Start SOURCE RECORDS

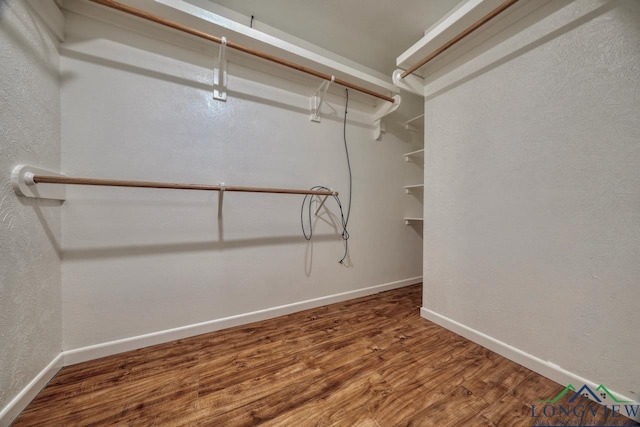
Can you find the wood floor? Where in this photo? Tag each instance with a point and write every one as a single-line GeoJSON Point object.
{"type": "Point", "coordinates": [366, 362]}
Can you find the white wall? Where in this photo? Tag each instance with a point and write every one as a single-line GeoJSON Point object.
{"type": "Point", "coordinates": [139, 262]}
{"type": "Point", "coordinates": [532, 197]}
{"type": "Point", "coordinates": [30, 291]}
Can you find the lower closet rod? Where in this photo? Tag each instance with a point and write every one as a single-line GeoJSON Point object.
{"type": "Point", "coordinates": [44, 179]}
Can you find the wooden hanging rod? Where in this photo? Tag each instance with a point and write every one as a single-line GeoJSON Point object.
{"type": "Point", "coordinates": [44, 179]}
{"type": "Point", "coordinates": [488, 17]}
{"type": "Point", "coordinates": [180, 27]}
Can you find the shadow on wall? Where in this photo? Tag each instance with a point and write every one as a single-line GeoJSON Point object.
{"type": "Point", "coordinates": [9, 30]}
{"type": "Point", "coordinates": [158, 249]}
{"type": "Point", "coordinates": [38, 205]}
{"type": "Point", "coordinates": [155, 74]}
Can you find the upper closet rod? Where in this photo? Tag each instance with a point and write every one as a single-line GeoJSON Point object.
{"type": "Point", "coordinates": [495, 12]}
{"type": "Point", "coordinates": [45, 179]}
{"type": "Point", "coordinates": [201, 34]}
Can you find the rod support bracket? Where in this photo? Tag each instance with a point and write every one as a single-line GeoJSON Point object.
{"type": "Point", "coordinates": [381, 112]}
{"type": "Point", "coordinates": [220, 199]}
{"type": "Point", "coordinates": [24, 184]}
{"type": "Point", "coordinates": [411, 83]}
{"type": "Point", "coordinates": [318, 99]}
{"type": "Point", "coordinates": [220, 74]}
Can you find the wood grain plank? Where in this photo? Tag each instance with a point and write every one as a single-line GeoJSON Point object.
{"type": "Point", "coordinates": [372, 361]}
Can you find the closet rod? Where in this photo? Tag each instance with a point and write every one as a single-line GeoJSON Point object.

End SOURCE RECORDS

Omit every picture while copying the listing above exactly.

Can you find the wood floor? Where in this photo? Tag each instance with a point and write every one as a single-line GeoJSON Point object.
{"type": "Point", "coordinates": [366, 362]}
Can you find the white wall? Where in this photo? Tag each instance with a point and write every one as a single-line GeoJSON Point object.
{"type": "Point", "coordinates": [139, 262]}
{"type": "Point", "coordinates": [532, 197]}
{"type": "Point", "coordinates": [30, 291]}
Can you find the lower closet rod? Where in this photo? Tag each instance with a point and write every one as a single-line GeoJSON Point object.
{"type": "Point", "coordinates": [44, 179]}
Can you find the wooden hanging rod? Where in this photo? Tag each instance with a point and write every one as a single-line GeoJSON Point object.
{"type": "Point", "coordinates": [44, 179]}
{"type": "Point", "coordinates": [488, 17]}
{"type": "Point", "coordinates": [180, 27]}
Can you find the shadow on wall? Where in this photo? Tag each instance with a point and write every one as a single-line GeoJSON Point object.
{"type": "Point", "coordinates": [9, 30]}
{"type": "Point", "coordinates": [158, 249]}
{"type": "Point", "coordinates": [38, 205]}
{"type": "Point", "coordinates": [155, 74]}
Can you find the upper closet rod? Where in this photo? Tag each instance with a point and write every one as a single-line GeoJSON Point object.
{"type": "Point", "coordinates": [495, 12]}
{"type": "Point", "coordinates": [45, 179]}
{"type": "Point", "coordinates": [201, 34]}
Can you find the rod support bracket? Where in this photo? Tag each instance with a point and write every one as a single-line GeoJSON Point object.
{"type": "Point", "coordinates": [381, 112]}
{"type": "Point", "coordinates": [220, 199]}
{"type": "Point", "coordinates": [24, 184]}
{"type": "Point", "coordinates": [411, 83]}
{"type": "Point", "coordinates": [318, 99]}
{"type": "Point", "coordinates": [220, 74]}
Can you find the wood grain plank? Where in this photo? Tag each instance with a point and write every one as a single-line GeoJSON Point object.
{"type": "Point", "coordinates": [372, 361]}
Can you find the closet rod? Where in this photo? Tag each instance with a point and write every one as a single-line GeoJSON Point object.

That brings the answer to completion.